(Excerpt to read)

Once you have your objectives defined, determine how best to measure how you're doing at achieving them and ROI. Measuring the number of fans, followers, traffic and return visits are all metrics you want to watch because they give you a sense of usage and reach. But what they don't measure are member insights and depth of relationship the social web can give you, or the value of that.

To give you an example, I have been getting email questions since starting these efforts from a credit union about social media and the web, which have been great. They have helped to validate that there is interest and in discussing the ways credit unions can leverage the web, and they have given me insights into how at least one credit union is approaching it all. That dialogue helped to inspire this topic, and will influence CU Village's approach to providing services. Honestly, I don't know how you place ROI on those series of interactions, but I do know they have been of huge value to me. I look forward to getting more of those kind of interactions, especially those directly in our blog, Twitter or Facebook page, precisely because of the insights and relationships they give not just to me or CU Village, but to the community of credit unions that are participating.

For credit unions wanting to measure the ROI of their own social web efforts, I recommend looking to the member interactions you get and the insights you gain from them. Because measuring success for the social web is more like the way you would measure success from a focus group or survey than a direct mail campaign. The value comes from what you learn and act on.

Don't get me wrong, the social web is not all soft goals. Sales and marketing goals are critically important too. But if you get your member relationships right through better understanding of their needs, the natural outcome will be achieving your business goals.

For more information on measuring ROI, check out The ROI for Social Media Is Zero by Augustine Fou, chief digital officer of Omnicom's healthcare consultancy group, and How to Measure Social Media ROI for Business by Aaron Uhrmacher from Mashable.

Sunday, April 5, 2009

Social Web: The Technology

This is the third in a series of blog posts laying out CU Village's plan for using the social web. In the first two posts I talked about the people we want to reach, our objectives and our strategies. In this post, the last in the series, I'll hit on the technologies we'll be using, for what purpose and why.

Technology

Purpose

Why

Twitter

Stream of ideas, resources, trends and topics of interest related to web strategy and execution. Also, share quick updates on CU Village initiatives, accomplishments and promotions.

In response to customer focus group input for CU Village to help clients keep on top of web innovations and ideas. Our Twitter feeds focus on the best-of-the-best provided in bite-size chunks.

Blogger

Thought leadership, best practices and big idea promotion.

In response to customer requests for insights and resources that can be used to perform better and help credit unions continue to innovate. If Twitter is a raw feed of ideas, our blog is the place we provide analysis, context and guidance

Facebook

Relationship building and sharing of the more visual and design oriented aspects of what we do.

(End Excerpt to read)
(Records to use)

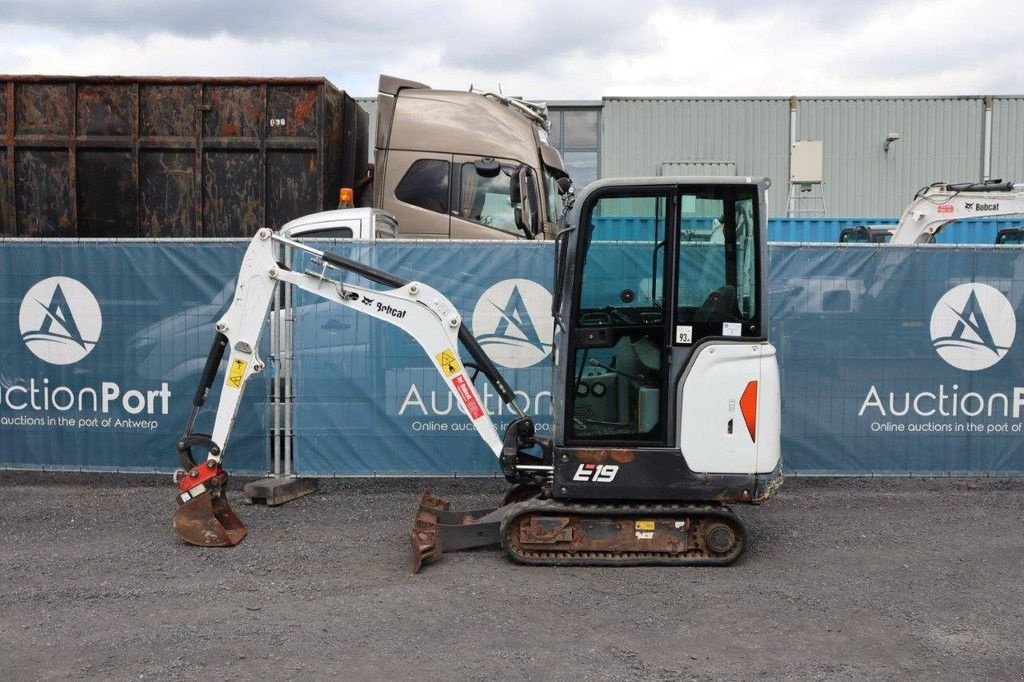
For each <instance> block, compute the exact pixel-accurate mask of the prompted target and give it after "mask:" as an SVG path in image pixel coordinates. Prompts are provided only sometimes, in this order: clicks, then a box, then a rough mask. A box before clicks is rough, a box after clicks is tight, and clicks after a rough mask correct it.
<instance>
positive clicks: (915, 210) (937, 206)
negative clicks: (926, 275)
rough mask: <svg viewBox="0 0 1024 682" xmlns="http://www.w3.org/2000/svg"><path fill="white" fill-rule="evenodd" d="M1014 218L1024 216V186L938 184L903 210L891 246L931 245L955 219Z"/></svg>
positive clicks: (976, 183) (985, 183) (1003, 183)
mask: <svg viewBox="0 0 1024 682" xmlns="http://www.w3.org/2000/svg"><path fill="white" fill-rule="evenodd" d="M1011 215H1024V184H1022V183H1020V182H1016V183H1015V182H1004V181H1002V180H990V181H986V182H962V183H957V184H945V183H942V182H939V183H936V184H933V185H929V186H927V187H925V188H923V189H922V190H921V191H919V193H918V196H916V197H914V198H913V201H912V202H910V204H909V205H908V206H907V207H906V208H905V209H904V210H903V214H902V215H901V216H900V219H899V223H898V224H897V225H896V229H895V230H894V231H893V237H892V240H891V241H890V242H889V243H890V244H924V243H929V242H932V241H933V240H934V238H935V235H937V233H938V232H939V231H941V230H942V228H943V227H945V226H946V225H947V224H948V223H950V222H953V221H955V220H962V219H964V218H990V217H997V216H1011Z"/></svg>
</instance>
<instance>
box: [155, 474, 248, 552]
mask: <svg viewBox="0 0 1024 682" xmlns="http://www.w3.org/2000/svg"><path fill="white" fill-rule="evenodd" d="M218 478H220V477H219V476H218V477H217V478H213V479H211V480H209V481H208V482H207V483H206V491H204V492H202V493H200V494H199V495H196V496H194V497H191V498H190V499H189V500H188V501H186V502H181V498H180V496H179V497H178V502H179V503H180V506H179V507H178V510H177V511H176V512H174V518H173V524H174V532H176V534H178V538H181V540H183V541H185V542H186V543H188V544H189V545H198V546H199V547H232V546H234V545H238V544H239V543H241V542H242V541H243V540H244V539H245V537H246V534H247V532H248V531H247V530H246V526H245V524H244V523H243V522H242V519H240V518H239V516H238V514H236V513H234V510H232V509H231V506H230V505H229V504H228V503H227V498H226V497H225V495H224V485H223V481H218V480H217V479H218ZM225 478H226V476H225Z"/></svg>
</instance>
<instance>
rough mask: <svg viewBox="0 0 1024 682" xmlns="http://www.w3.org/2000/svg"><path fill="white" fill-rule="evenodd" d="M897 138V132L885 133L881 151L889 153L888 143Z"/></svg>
mask: <svg viewBox="0 0 1024 682" xmlns="http://www.w3.org/2000/svg"><path fill="white" fill-rule="evenodd" d="M898 139H899V133H889V134H888V135H886V143H885V144H883V145H882V151H883V152H885V153H886V154H889V145H890V144H892V143H893V142H895V141H896V140H898Z"/></svg>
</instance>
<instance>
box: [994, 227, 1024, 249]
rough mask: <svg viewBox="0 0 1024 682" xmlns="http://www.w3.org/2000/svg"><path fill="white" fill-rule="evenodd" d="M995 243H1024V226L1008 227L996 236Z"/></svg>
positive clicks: (1001, 243) (1023, 243)
mask: <svg viewBox="0 0 1024 682" xmlns="http://www.w3.org/2000/svg"><path fill="white" fill-rule="evenodd" d="M995 243H996V244H997V245H999V244H1002V245H1007V246H1017V245H1020V244H1024V227H1007V228H1006V229H1000V230H999V232H998V233H997V235H996V236H995Z"/></svg>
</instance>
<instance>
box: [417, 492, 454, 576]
mask: <svg viewBox="0 0 1024 682" xmlns="http://www.w3.org/2000/svg"><path fill="white" fill-rule="evenodd" d="M451 508H452V505H450V504H449V503H447V502H445V501H443V500H441V499H440V498H435V497H433V496H432V495H430V493H429V492H426V493H424V494H423V497H421V498H420V506H419V507H418V508H417V510H416V517H415V518H414V519H413V532H412V542H413V562H412V565H411V566H410V568H411V569H412V571H413V572H414V573H416V572H419V570H420V568H421V567H422V566H423V564H425V563H432V562H434V561H437V560H438V559H440V558H441V554H442V553H443V551H444V550H443V548H442V547H441V545H440V532H439V529H438V527H437V512H441V511H449V510H450V509H451Z"/></svg>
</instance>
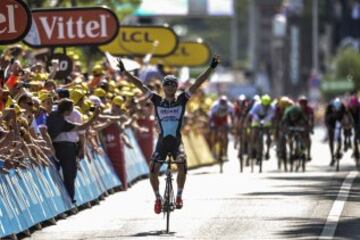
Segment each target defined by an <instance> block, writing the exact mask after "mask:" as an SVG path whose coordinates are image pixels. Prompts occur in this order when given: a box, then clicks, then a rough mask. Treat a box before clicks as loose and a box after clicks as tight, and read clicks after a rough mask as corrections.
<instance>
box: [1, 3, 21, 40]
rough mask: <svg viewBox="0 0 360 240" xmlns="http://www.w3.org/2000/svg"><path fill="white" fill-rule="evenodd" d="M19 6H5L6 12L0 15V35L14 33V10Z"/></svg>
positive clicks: (11, 5) (9, 5) (16, 31)
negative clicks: (0, 27)
mask: <svg viewBox="0 0 360 240" xmlns="http://www.w3.org/2000/svg"><path fill="white" fill-rule="evenodd" d="M18 7H19V6H18V5H17V4H16V5H12V4H11V5H6V9H7V12H6V13H0V26H1V27H2V28H0V34H4V33H16V32H17V31H16V28H15V8H18Z"/></svg>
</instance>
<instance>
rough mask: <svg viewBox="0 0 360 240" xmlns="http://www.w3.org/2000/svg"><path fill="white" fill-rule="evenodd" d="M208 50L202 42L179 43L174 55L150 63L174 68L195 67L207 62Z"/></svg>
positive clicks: (206, 45) (208, 58)
mask: <svg viewBox="0 0 360 240" xmlns="http://www.w3.org/2000/svg"><path fill="white" fill-rule="evenodd" d="M210 56H211V52H210V49H209V47H208V45H207V44H205V43H203V42H180V43H179V46H178V48H177V49H176V51H175V53H174V54H172V55H170V56H168V57H164V58H159V57H156V58H152V59H151V63H152V64H157V63H163V64H164V65H170V66H175V67H181V66H187V67H197V66H202V65H205V64H207V63H208V62H209V59H210Z"/></svg>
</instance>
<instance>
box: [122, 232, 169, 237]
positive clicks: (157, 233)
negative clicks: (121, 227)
mask: <svg viewBox="0 0 360 240" xmlns="http://www.w3.org/2000/svg"><path fill="white" fill-rule="evenodd" d="M174 235H175V232H169V233H167V232H166V231H165V230H161V231H160V230H159V231H149V232H141V233H136V234H133V235H129V236H128V237H151V236H153V237H154V236H159V237H160V236H174Z"/></svg>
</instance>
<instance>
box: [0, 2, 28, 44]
mask: <svg viewBox="0 0 360 240" xmlns="http://www.w3.org/2000/svg"><path fill="white" fill-rule="evenodd" d="M30 26H31V13H30V10H29V8H28V7H27V5H26V4H25V3H24V2H23V1H21V0H1V1H0V44H9V43H14V42H17V41H19V40H21V39H22V38H23V37H24V36H25V35H26V34H27V32H28V31H29V29H30Z"/></svg>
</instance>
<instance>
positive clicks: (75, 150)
mask: <svg viewBox="0 0 360 240" xmlns="http://www.w3.org/2000/svg"><path fill="white" fill-rule="evenodd" d="M73 108H74V103H73V101H71V100H70V99H67V98H64V99H61V100H60V101H59V103H58V107H57V110H55V111H52V112H51V113H50V115H49V116H48V118H47V122H46V125H47V128H48V132H49V135H50V137H51V139H52V141H53V145H54V148H55V154H56V157H57V158H58V159H59V161H60V166H61V168H62V171H63V175H64V183H65V187H66V190H67V191H68V193H69V196H70V198H71V201H72V203H74V204H75V203H76V200H75V178H76V174H77V162H76V158H77V145H76V141H74V140H73V139H69V138H66V137H67V136H64V135H63V136H61V134H62V133H67V132H70V131H81V130H86V129H87V128H89V127H90V125H91V124H92V123H93V122H94V121H95V120H96V118H97V117H98V115H99V114H100V109H99V108H96V109H95V111H94V115H93V117H92V118H91V119H90V120H88V121H87V122H84V123H83V124H81V125H80V124H77V123H71V122H69V121H67V120H66V117H67V116H69V115H70V114H71V113H72V112H73Z"/></svg>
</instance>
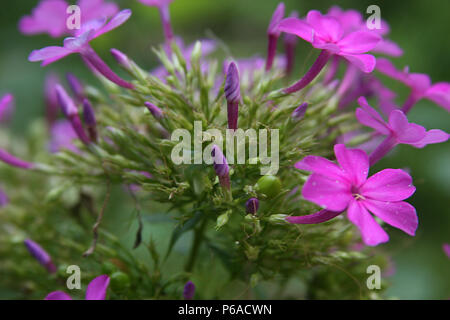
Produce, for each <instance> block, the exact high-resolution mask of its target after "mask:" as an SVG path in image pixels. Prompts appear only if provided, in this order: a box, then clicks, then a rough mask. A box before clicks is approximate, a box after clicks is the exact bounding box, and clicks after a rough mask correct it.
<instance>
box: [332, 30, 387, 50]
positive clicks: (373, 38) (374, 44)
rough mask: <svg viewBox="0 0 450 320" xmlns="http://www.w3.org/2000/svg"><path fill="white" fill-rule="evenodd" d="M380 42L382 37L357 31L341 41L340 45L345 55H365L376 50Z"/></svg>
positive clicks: (346, 36)
mask: <svg viewBox="0 0 450 320" xmlns="http://www.w3.org/2000/svg"><path fill="white" fill-rule="evenodd" d="M380 40H381V38H380V36H379V35H377V34H375V33H373V32H367V31H356V32H352V33H350V34H349V35H347V36H345V37H344V38H343V39H341V40H340V41H339V42H338V45H339V48H341V50H342V51H343V52H345V53H350V54H355V53H365V52H368V51H370V50H372V49H373V48H375V47H376V45H377V44H378V43H379V42H380Z"/></svg>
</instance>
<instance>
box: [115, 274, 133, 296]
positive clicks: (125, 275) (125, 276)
mask: <svg viewBox="0 0 450 320" xmlns="http://www.w3.org/2000/svg"><path fill="white" fill-rule="evenodd" d="M129 287H130V277H129V276H128V275H127V274H126V273H123V272H122V271H117V272H114V273H113V274H112V275H111V289H113V291H116V292H121V291H124V290H126V289H128V288H129Z"/></svg>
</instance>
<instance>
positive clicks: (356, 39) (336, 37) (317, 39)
mask: <svg viewBox="0 0 450 320" xmlns="http://www.w3.org/2000/svg"><path fill="white" fill-rule="evenodd" d="M278 28H279V30H281V31H283V32H286V33H291V34H295V35H297V36H299V37H300V38H302V39H303V40H306V41H308V42H310V43H311V44H312V46H313V47H314V48H317V49H321V50H322V51H321V53H320V55H319V57H318V58H317V60H316V62H315V63H314V64H313V66H312V67H311V69H310V70H309V71H308V72H307V73H306V74H305V76H304V77H303V78H302V79H301V80H300V81H298V82H297V83H295V84H294V85H292V86H291V87H289V88H287V89H285V90H284V92H285V93H292V92H295V91H298V90H301V89H303V88H304V87H305V86H306V85H308V84H309V83H310V82H311V81H312V80H313V79H314V78H315V77H316V76H317V75H318V74H319V72H320V71H321V70H322V69H323V67H324V66H325V65H326V63H327V62H328V60H329V59H330V57H332V56H333V55H337V56H341V57H343V58H345V59H346V60H348V61H349V62H350V63H352V64H354V65H355V66H357V67H358V68H359V69H360V70H362V71H363V72H366V73H369V72H372V71H373V69H374V68H375V63H376V60H375V57H374V56H372V55H370V54H365V53H366V52H369V51H370V50H372V49H373V48H375V46H376V45H377V44H378V43H379V42H380V41H381V37H380V36H379V35H378V34H376V33H374V32H368V31H355V32H351V33H349V34H347V35H345V34H344V29H343V28H342V26H341V24H340V23H339V21H338V20H337V19H336V18H334V17H330V16H322V14H321V13H320V12H319V11H316V10H312V11H310V12H308V15H307V17H306V21H303V20H300V19H296V18H287V19H284V20H282V21H281V22H280V23H279V25H278Z"/></svg>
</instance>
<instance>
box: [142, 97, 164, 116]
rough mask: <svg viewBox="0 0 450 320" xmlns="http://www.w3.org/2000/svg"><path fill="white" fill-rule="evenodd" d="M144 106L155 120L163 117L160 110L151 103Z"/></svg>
mask: <svg viewBox="0 0 450 320" xmlns="http://www.w3.org/2000/svg"><path fill="white" fill-rule="evenodd" d="M144 104H145V106H146V107H147V109H148V111H150V113H151V114H152V115H153V116H154V117H155V118H156V119H158V120H159V119H161V118H162V117H163V115H164V114H163V112H162V110H161V109H160V108H158V107H157V106H155V105H154V104H153V103H151V102H148V101H146V102H144Z"/></svg>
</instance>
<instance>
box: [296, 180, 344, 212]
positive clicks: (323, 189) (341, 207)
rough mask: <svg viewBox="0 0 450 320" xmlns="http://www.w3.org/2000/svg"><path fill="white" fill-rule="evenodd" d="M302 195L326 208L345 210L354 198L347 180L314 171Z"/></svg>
mask: <svg viewBox="0 0 450 320" xmlns="http://www.w3.org/2000/svg"><path fill="white" fill-rule="evenodd" d="M302 196H303V198H305V199H306V200H308V201H311V202H314V203H316V204H318V205H319V206H321V207H323V208H324V209H328V210H331V211H338V212H341V211H344V210H345V208H347V206H348V203H349V202H350V201H351V200H352V194H351V192H350V185H349V184H348V183H347V182H346V181H342V180H339V179H330V178H328V177H326V176H323V175H320V174H317V173H313V174H312V175H311V176H310V177H309V178H308V180H307V181H306V183H305V185H304V186H303V189H302Z"/></svg>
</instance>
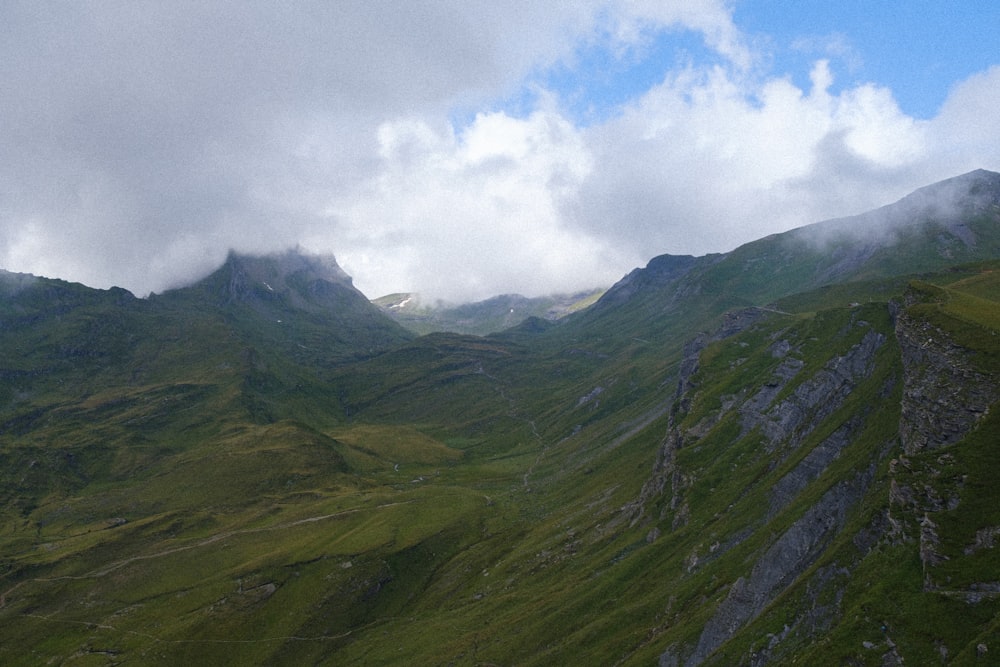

(End Records to use)

Study questions:
(1) Count the lines of the entries that contain the string "each", treating case as significant, and reply with the number alone.
(2) Write what comes next in the blog post on credit unions and the social web, picking up after its final sentence.
The blog post on credit unions and the social web and the entries come from unrelated sources.

Answers per task:
(1) 3

(2)
Because many of our clients cannot access Facebook at work, this one is a bit tricky. But like Twitter, it is a great place to share ideas with a network of people that have something in common. We hope that our "fans" will use our fan page as a place to network with us, each other and share ideas of their own. Dell's social media Facebook page is a good example of a successful community in action.

YouTube

Educational videos and showcase of our multimedia work.

Still very much in the early-stages, but we do a lot of great video and multimedia (see http://mcul.cubetvonline.com, which is technology we developed and videos we produce). YouTube is a great place to distribute media because of its large audience and reach.

LinkedIn

Company information

Maintain a presence and be part of a large audience of networked professionals.

There are other technologies we are and will be using, like Picasa, and our own web site and own technologies. But what I've listed above hits the key ones. We'll also be looking for ways to improve how we provide customer support online. Our partner Constant Contact, mentioned in one on our recent Tweets, has a great model we'll be looking at to possibly emulate.

On a related note, the other benefits that we are hoping to achieve with our social web plan are to continue to position CU Village as a leading credit union web site developer, improve our search engine rankings, and build awareness of who we are and what we do. So while first and foremost, it is about helping our clients and credit unions get the most out of the web through collaboration, it is also about marketing.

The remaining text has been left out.